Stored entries
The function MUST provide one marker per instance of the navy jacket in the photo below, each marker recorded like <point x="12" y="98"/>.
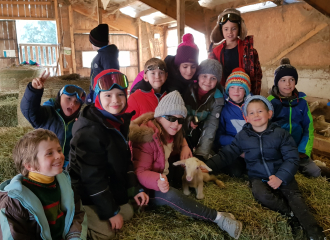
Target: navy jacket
<point x="272" y="152"/>
<point x="46" y="117"/>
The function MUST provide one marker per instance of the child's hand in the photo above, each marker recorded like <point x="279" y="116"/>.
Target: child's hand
<point x="144" y="198"/>
<point x="117" y="221"/>
<point x="38" y="83"/>
<point x="274" y="182"/>
<point x="164" y="186"/>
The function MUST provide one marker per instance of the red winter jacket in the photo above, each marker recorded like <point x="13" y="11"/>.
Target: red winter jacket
<point x="248" y="60"/>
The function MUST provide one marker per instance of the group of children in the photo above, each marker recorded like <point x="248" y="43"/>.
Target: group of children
<point x="120" y="148"/>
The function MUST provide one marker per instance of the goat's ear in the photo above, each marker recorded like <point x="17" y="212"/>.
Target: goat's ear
<point x="182" y="162"/>
<point x="206" y="167"/>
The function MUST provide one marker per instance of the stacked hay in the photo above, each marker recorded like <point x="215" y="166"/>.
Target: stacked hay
<point x="10" y="76"/>
<point x="8" y="110"/>
<point x="52" y="86"/>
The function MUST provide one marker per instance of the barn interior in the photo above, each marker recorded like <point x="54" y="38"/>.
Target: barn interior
<point x="297" y="29"/>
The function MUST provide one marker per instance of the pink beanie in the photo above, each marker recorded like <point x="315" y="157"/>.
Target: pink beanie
<point x="187" y="51"/>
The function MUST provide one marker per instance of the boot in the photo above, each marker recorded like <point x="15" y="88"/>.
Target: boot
<point x="231" y="226"/>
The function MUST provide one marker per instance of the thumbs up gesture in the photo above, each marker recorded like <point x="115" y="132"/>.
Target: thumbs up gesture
<point x="38" y="83"/>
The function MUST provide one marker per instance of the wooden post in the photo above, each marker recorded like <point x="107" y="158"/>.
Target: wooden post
<point x="180" y="17"/>
<point x="99" y="11"/>
<point x="73" y="51"/>
<point x="59" y="39"/>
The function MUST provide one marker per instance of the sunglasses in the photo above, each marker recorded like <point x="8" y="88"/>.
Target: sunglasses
<point x="72" y="90"/>
<point x="173" y="119"/>
<point x="107" y="82"/>
<point x="231" y="17"/>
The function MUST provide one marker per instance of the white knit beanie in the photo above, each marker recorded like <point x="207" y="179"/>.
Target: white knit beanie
<point x="171" y="104"/>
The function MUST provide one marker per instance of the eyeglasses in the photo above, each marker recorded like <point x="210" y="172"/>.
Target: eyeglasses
<point x="173" y="119"/>
<point x="231" y="17"/>
<point x="107" y="81"/>
<point x="72" y="90"/>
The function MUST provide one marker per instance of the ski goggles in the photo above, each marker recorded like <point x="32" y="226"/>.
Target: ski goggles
<point x="108" y="81"/>
<point x="73" y="90"/>
<point x="173" y="119"/>
<point x="231" y="17"/>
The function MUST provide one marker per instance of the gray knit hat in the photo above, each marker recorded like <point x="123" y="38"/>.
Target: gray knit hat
<point x="265" y="100"/>
<point x="171" y="104"/>
<point x="210" y="66"/>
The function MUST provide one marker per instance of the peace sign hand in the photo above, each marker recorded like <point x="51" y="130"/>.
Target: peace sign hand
<point x="38" y="83"/>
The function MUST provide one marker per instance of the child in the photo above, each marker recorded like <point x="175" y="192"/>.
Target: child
<point x="148" y="92"/>
<point x="154" y="137"/>
<point x="100" y="158"/>
<point x="235" y="52"/>
<point x="292" y="113"/>
<point x="232" y="119"/>
<point x="182" y="67"/>
<point x="107" y="55"/>
<point x="272" y="160"/>
<point x="57" y="115"/>
<point x="39" y="203"/>
<point x="204" y="101"/>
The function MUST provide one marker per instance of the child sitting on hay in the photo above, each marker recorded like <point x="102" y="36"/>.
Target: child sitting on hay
<point x="272" y="160"/>
<point x="154" y="136"/>
<point x="39" y="202"/>
<point x="57" y="114"/>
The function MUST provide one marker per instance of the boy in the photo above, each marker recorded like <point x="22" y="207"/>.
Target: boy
<point x="292" y="114"/>
<point x="107" y="55"/>
<point x="57" y="115"/>
<point x="39" y="203"/>
<point x="147" y="93"/>
<point x="272" y="160"/>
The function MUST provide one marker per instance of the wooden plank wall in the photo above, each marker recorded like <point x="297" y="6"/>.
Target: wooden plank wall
<point x="8" y="41"/>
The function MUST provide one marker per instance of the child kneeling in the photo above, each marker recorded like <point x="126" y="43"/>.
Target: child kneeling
<point x="154" y="137"/>
<point x="39" y="202"/>
<point x="272" y="160"/>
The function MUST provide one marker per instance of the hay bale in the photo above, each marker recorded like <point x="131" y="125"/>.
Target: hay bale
<point x="52" y="86"/>
<point x="10" y="76"/>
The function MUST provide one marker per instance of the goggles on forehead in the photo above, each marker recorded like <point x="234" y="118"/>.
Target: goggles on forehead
<point x="73" y="90"/>
<point x="107" y="81"/>
<point x="231" y="17"/>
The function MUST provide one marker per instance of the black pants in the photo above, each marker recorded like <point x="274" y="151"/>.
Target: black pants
<point x="284" y="200"/>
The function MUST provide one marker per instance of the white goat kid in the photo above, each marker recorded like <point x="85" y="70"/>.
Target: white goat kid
<point x="194" y="177"/>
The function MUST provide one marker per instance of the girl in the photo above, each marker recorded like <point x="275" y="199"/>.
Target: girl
<point x="204" y="102"/>
<point x="237" y="49"/>
<point x="154" y="137"/>
<point x="100" y="158"/>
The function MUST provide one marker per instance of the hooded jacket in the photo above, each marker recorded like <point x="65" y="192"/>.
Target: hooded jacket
<point x="293" y="115"/>
<point x="272" y="152"/>
<point x="207" y="111"/>
<point x="143" y="99"/>
<point x="47" y="117"/>
<point x="100" y="162"/>
<point x="23" y="217"/>
<point x="248" y="60"/>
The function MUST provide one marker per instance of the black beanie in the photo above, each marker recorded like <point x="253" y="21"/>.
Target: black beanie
<point x="285" y="69"/>
<point x="99" y="36"/>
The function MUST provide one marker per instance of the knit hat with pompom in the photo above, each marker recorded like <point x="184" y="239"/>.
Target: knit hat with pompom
<point x="187" y="51"/>
<point x="285" y="69"/>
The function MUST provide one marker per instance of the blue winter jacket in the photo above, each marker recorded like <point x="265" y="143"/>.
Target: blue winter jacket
<point x="231" y="122"/>
<point x="46" y="117"/>
<point x="295" y="117"/>
<point x="272" y="152"/>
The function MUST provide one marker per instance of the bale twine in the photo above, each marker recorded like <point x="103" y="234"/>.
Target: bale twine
<point x="10" y="76"/>
<point x="52" y="86"/>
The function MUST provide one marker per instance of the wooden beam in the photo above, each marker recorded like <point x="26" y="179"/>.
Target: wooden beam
<point x="193" y="18"/>
<point x="73" y="49"/>
<point x="298" y="43"/>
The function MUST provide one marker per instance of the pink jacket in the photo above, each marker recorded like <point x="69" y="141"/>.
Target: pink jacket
<point x="148" y="152"/>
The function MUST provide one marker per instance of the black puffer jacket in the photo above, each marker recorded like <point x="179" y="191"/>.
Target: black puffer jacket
<point x="100" y="162"/>
<point x="272" y="152"/>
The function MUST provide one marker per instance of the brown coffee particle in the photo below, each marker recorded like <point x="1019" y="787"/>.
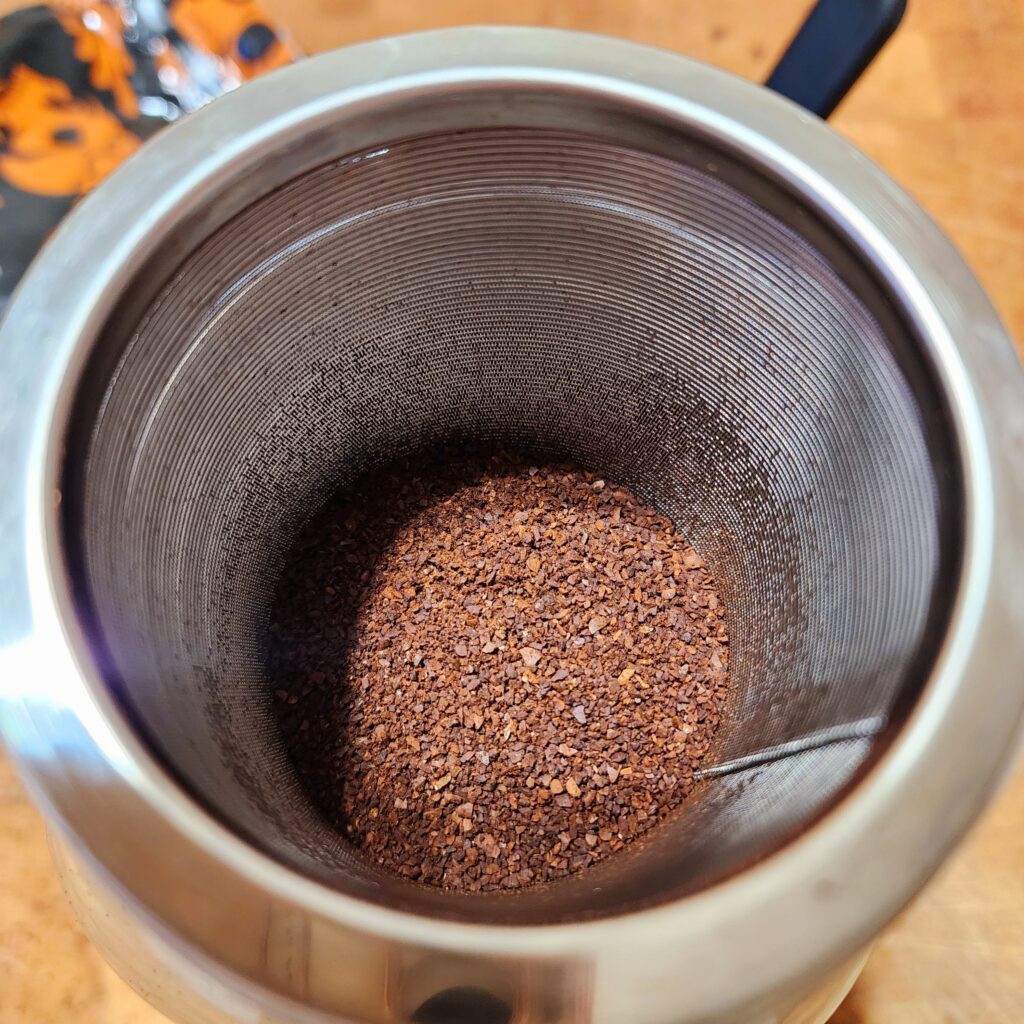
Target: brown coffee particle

--- Task ---
Write out the listing above again, swapping every "function" for "routine" and keeping everything else the same. Omit the pictures.

--- Full answer ---
The routine MUST provide one marker per instance of the navy jacket in the photo below, each marker recorded like <point x="12" y="98"/>.
Target: navy jacket
<point x="272" y="152"/>
<point x="46" y="117"/>
The routine MUST provide one marker per instance of the child's hand in the photo above, each marker recorded like <point x="279" y="116"/>.
Target: child's hand
<point x="144" y="198"/>
<point x="117" y="221"/>
<point x="38" y="83"/>
<point x="274" y="182"/>
<point x="164" y="186"/>
The routine MUST provide one marker per instance of the red winter jacket in the photo above, each marker recorded like <point x="13" y="11"/>.
Target: red winter jacket
<point x="248" y="60"/>
The routine MUST provide one marker per instance of the group of children in the photo above, each marker recorded like <point x="248" y="43"/>.
Target: group of children
<point x="120" y="148"/>
The routine MUST provide one marker per instance of the goat's ear in the photo above, each marker recorded like <point x="17" y="212"/>.
Target: goat's ear
<point x="182" y="162"/>
<point x="206" y="167"/>
The routine MUST provide one marker per instance of the stacked hay in the photo above, each marker recorded like <point x="215" y="166"/>.
Target: stacked hay
<point x="10" y="76"/>
<point x="8" y="110"/>
<point x="52" y="86"/>
The routine MUST provide one marker per instance of the barn interior in the photo above, each marker recorded like <point x="54" y="38"/>.
Target: barn interior
<point x="297" y="29"/>
The routine MUST provide one marker per instance of the pink beanie in the photo above, each marker recorded like <point x="315" y="157"/>.
Target: pink beanie
<point x="187" y="51"/>
The routine MUST provide one marker per instance of the boot in the photo above, each marker recorded like <point x="15" y="88"/>.
Target: boot
<point x="231" y="226"/>
The routine MUST provide one marker per instance of the thumbs up gesture in the photo above, each marker recorded like <point x="115" y="132"/>.
Target: thumbs up gesture
<point x="38" y="83"/>
The routine MUST provide one marker per instance of the wooden post in the photo above, each marker recorded like <point x="107" y="158"/>.
Target: wooden post
<point x="180" y="17"/>
<point x="99" y="11"/>
<point x="73" y="51"/>
<point x="59" y="39"/>
The routine MUST provide one marker per instance of the sunglasses in the photo above, each marker recorded like <point x="8" y="88"/>.
Target: sunglasses
<point x="72" y="90"/>
<point x="173" y="119"/>
<point x="107" y="82"/>
<point x="231" y="17"/>
The routine MUST provide one marker per instance of the white knit beanie in the photo above, each marker recorded like <point x="207" y="179"/>.
Target: white knit beanie
<point x="171" y="104"/>
The routine MUST provide one marker per instance of the eyeglasses in the photo above, each marker recorded like <point x="210" y="172"/>.
Target: eyeglasses
<point x="173" y="119"/>
<point x="231" y="17"/>
<point x="107" y="81"/>
<point x="72" y="90"/>
The routine MUST provide one marker per instance of the ski goggles in the photo above, each marker recorded like <point x="32" y="226"/>.
Target: ski goggles
<point x="108" y="81"/>
<point x="73" y="90"/>
<point x="173" y="119"/>
<point x="231" y="17"/>
The routine MUST provide one marker per instance of the gray knit hat in the photo above, each marker recorded like <point x="123" y="38"/>.
Target: gray knit hat
<point x="265" y="100"/>
<point x="171" y="104"/>
<point x="210" y="66"/>
The routine MUST provide one marker per instance of the peace sign hand in the photo above, each marker recorded like <point x="51" y="130"/>.
Target: peace sign hand
<point x="38" y="83"/>
The routine MUST provide one marker per instance of the child in the photo above, each marker recorded like <point x="175" y="192"/>.
Target: child
<point x="148" y="92"/>
<point x="154" y="137"/>
<point x="100" y="158"/>
<point x="235" y="52"/>
<point x="292" y="113"/>
<point x="232" y="119"/>
<point x="182" y="67"/>
<point x="107" y="55"/>
<point x="272" y="160"/>
<point x="57" y="115"/>
<point x="39" y="203"/>
<point x="204" y="101"/>
The routine MUST provide one marker per instance of the child sitting on hay in the photo above, each marker recorded like <point x="102" y="36"/>.
Target: child sitting on hay
<point x="272" y="160"/>
<point x="154" y="136"/>
<point x="39" y="202"/>
<point x="57" y="114"/>
The routine MUST provide one marker per instance of the boy in the photo above, each marker recorded like <point x="22" y="207"/>.
Target: boy
<point x="292" y="114"/>
<point x="107" y="55"/>
<point x="57" y="115"/>
<point x="39" y="203"/>
<point x="147" y="93"/>
<point x="272" y="160"/>
The routine MUST provide one marker per instance of the wooden plank wall in the photo above, each marker recorded like <point x="297" y="6"/>.
Target: wooden plank wall
<point x="8" y="41"/>
The routine MUST provide one marker per instance of the child kneeling in the photo above, each marker recorded like <point x="126" y="43"/>.
Target: child kneeling
<point x="154" y="137"/>
<point x="39" y="202"/>
<point x="272" y="160"/>
The routine MUST provide one marker per instance of the hay bale in the photo above, each marker recorded like <point x="131" y="125"/>.
Target: hay bale
<point x="52" y="86"/>
<point x="10" y="76"/>
The routine MUST provide one marker per instance of the goggles on forehead in the photo above, each marker recorded like <point x="234" y="118"/>.
Target: goggles on forehead
<point x="73" y="90"/>
<point x="107" y="81"/>
<point x="231" y="17"/>
The routine MUST provide one marker per instance of the black pants in the photo above, each marker recorded like <point x="274" y="151"/>.
Target: black pants
<point x="284" y="200"/>
The routine MUST provide one marker per instance of the white goat kid in the photo above, each marker recorded like <point x="85" y="70"/>.
Target: white goat kid
<point x="194" y="177"/>
The routine MUST provide one marker per instance of the girl in the photo above, each marker recorded like <point x="275" y="199"/>.
Target: girl
<point x="204" y="102"/>
<point x="237" y="49"/>
<point x="154" y="137"/>
<point x="100" y="158"/>
The routine MUST provide one marker per instance of the hooded jacket in the photo above, each marker recorded like <point x="65" y="192"/>.
Target: hooded jacket
<point x="293" y="115"/>
<point x="272" y="152"/>
<point x="207" y="111"/>
<point x="143" y="99"/>
<point x="47" y="117"/>
<point x="100" y="162"/>
<point x="23" y="217"/>
<point x="248" y="60"/>
The routine MUST provide one marker per instance of the black beanie in the photo above, each marker recorded like <point x="253" y="21"/>.
Target: black beanie
<point x="285" y="69"/>
<point x="99" y="36"/>
The routine MUST provide one marker per instance of the knit hat with pompom in the photo above, each marker recorded like <point x="184" y="239"/>.
Target: knit hat with pompom
<point x="187" y="51"/>
<point x="285" y="69"/>
The routine MUST provide one marker per instance of the blue winter jacket in the photo above, each marker recorded like <point x="265" y="143"/>.
Target: blue winter jacket
<point x="231" y="122"/>
<point x="46" y="117"/>
<point x="295" y="117"/>
<point x="272" y="152"/>
The routine MUST provide one marker per instance of the bale twine in the photo above, each marker recorded like <point x="103" y="234"/>.
Target: bale twine
<point x="10" y="76"/>
<point x="52" y="86"/>
The routine MUST provide one marker per instance of the wooden beam in the photo above, each marker recorded like <point x="26" y="179"/>.
Target: wooden beam
<point x="193" y="18"/>
<point x="73" y="49"/>
<point x="298" y="43"/>
The routine MUST provide one marker per instance of the pink jacket in the photo above, each marker recorded like <point x="69" y="141"/>.
Target: pink jacket
<point x="148" y="152"/>
The routine MUST provide one marker per instance of the black puffer jacket in the photo above, each marker recorded like <point x="179" y="191"/>.
Target: black puffer jacket
<point x="100" y="162"/>
<point x="272" y="152"/>
The routine MUST provide one marker per instance of the brown coffee particle in the photo below, each marker recorded like <point x="1019" y="787"/>.
Target: brown coffee particle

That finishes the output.